Outline records
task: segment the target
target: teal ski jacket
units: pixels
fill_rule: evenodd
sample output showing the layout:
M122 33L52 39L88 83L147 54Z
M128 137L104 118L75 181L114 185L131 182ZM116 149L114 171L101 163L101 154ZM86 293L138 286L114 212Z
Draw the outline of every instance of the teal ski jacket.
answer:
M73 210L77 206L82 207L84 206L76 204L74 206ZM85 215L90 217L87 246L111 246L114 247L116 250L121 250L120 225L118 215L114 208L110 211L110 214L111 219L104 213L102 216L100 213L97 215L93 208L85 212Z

→ **Written instruction**: Format every line of the entries above as a JSON list of strings, with one string per line and no blank lines.

→ **Solution to the exercise**:
[
  "task: segment the target",
  "target: teal ski jacket",
  "units: pixels",
  "fill_rule: evenodd",
  "sample output showing the layout:",
  "M122 33L52 39L88 83L147 54Z",
  "M128 137L104 118L75 181L114 185L131 182ZM116 149L114 171L101 163L101 154ZM86 293L138 286L114 212Z",
  "Draw the outline of every instance of the teal ski jacket.",
  "answer:",
  "M73 210L77 206L82 207L84 206L76 204L74 206ZM85 215L90 217L87 246L111 246L114 247L116 250L121 250L120 225L118 215L114 208L110 211L110 214L111 219L104 213L102 216L100 213L97 215L93 208L85 212Z"
]